INSTRUCTION |
Could you retype every one of the following lines exactly, leaving the pictures out of your answer?

MATERIAL FOR THE TASK |
◆ ◆ ◆ ◆ ◆ ◆ ◆
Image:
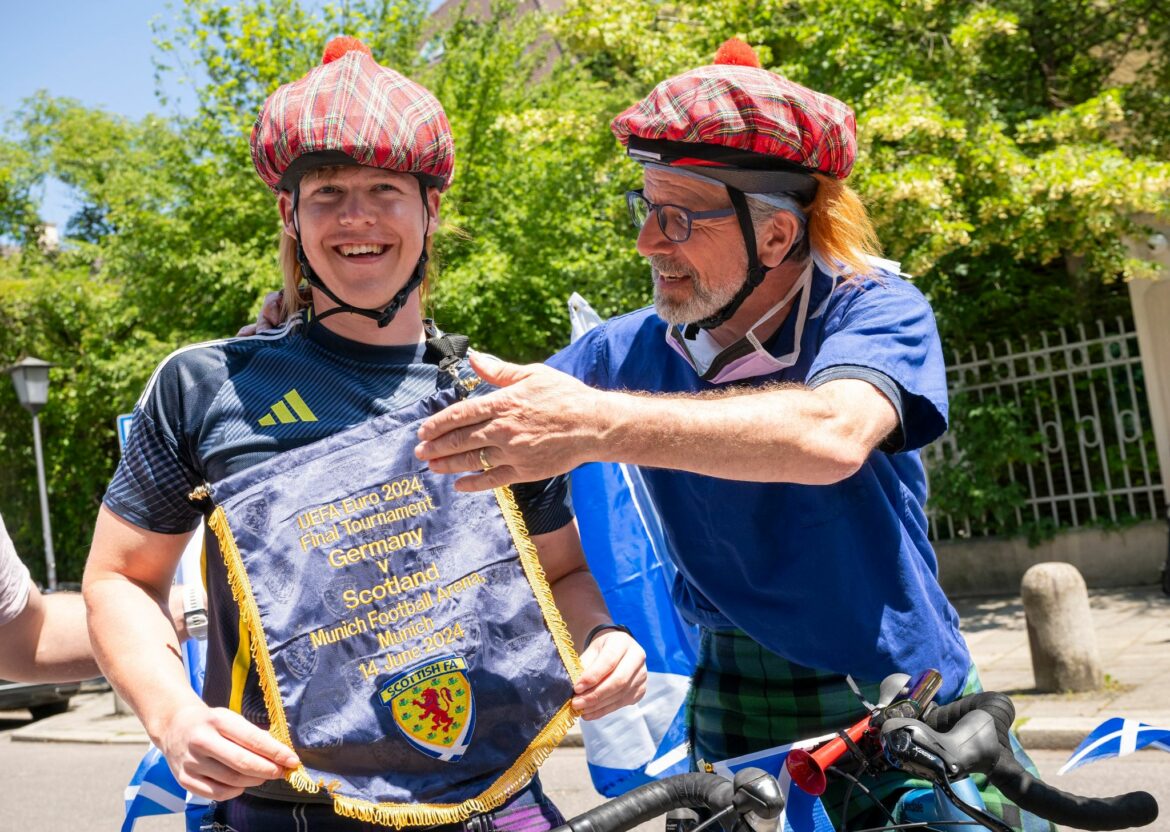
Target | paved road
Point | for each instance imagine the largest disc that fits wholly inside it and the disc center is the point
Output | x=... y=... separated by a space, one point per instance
x=61 y=786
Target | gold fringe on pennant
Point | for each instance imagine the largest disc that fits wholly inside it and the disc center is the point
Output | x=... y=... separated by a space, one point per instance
x=400 y=815
x=511 y=781
x=249 y=613
x=536 y=578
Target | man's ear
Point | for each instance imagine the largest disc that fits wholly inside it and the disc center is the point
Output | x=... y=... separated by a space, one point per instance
x=284 y=203
x=775 y=238
x=433 y=200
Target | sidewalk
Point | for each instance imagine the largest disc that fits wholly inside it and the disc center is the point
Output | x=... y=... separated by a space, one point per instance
x=1133 y=630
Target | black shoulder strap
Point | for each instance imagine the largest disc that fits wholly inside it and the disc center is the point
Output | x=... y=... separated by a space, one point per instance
x=449 y=351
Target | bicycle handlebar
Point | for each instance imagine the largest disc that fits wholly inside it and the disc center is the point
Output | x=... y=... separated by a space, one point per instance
x=1095 y=813
x=652 y=799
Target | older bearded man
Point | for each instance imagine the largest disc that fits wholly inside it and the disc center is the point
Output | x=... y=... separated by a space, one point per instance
x=775 y=396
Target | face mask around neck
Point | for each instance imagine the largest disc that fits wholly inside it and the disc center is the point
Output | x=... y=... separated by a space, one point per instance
x=747 y=357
◆ ◆ ◆ ◆ ◆ ◆ ◆
WRITTEN SOLUTION |
Image:
Target | paved road
Point | for each instance imagine the largest disc that fits wholly inside it and the disc center is the point
Output | x=... y=... separated by a space, one point per instance
x=61 y=786
Target | gold fringe on pennant
Point | for each instance imagine the largest disc that fits wholly inside it and the disc center is the point
Output | x=... y=... separated by a space, one point per instance
x=400 y=815
x=511 y=781
x=249 y=613
x=536 y=578
Target | man's ear
Point | for each instance imagine the largest disc that fits wholly inside it and the disc center is the point
Output | x=... y=... separated by a space, one point per instance
x=284 y=203
x=775 y=238
x=433 y=200
Target | sidewalk
Point | for each instance imagine the largest disc that fits wholly inside it and the disc center is the point
Output | x=... y=... separated by a space, one point per instance
x=1133 y=630
Target | black shoulder strap
Point | for each instance imagine the largest disc that fits wholly inside it and the disc center is the point
Output | x=... y=... separated by a space, one point per instance
x=449 y=351
Target | bicycle handlebar
Point | for each instance imagine the largest disc that fits wholly inside it and the disc center is the point
Output | x=... y=... separated by a space, one point per instance
x=1095 y=813
x=652 y=799
Target | older bearded man
Point | for each instance imagine the largest disc that fits wholly inside it and the disc center is the point
Output | x=... y=... separated by a space, one point per instance
x=775 y=396
Target | face mask around neck
Point | for each instance imagine the largest disc that fits wholly inside it and the disc center is the point
Output | x=... y=... separated by a space, one point per instance
x=747 y=357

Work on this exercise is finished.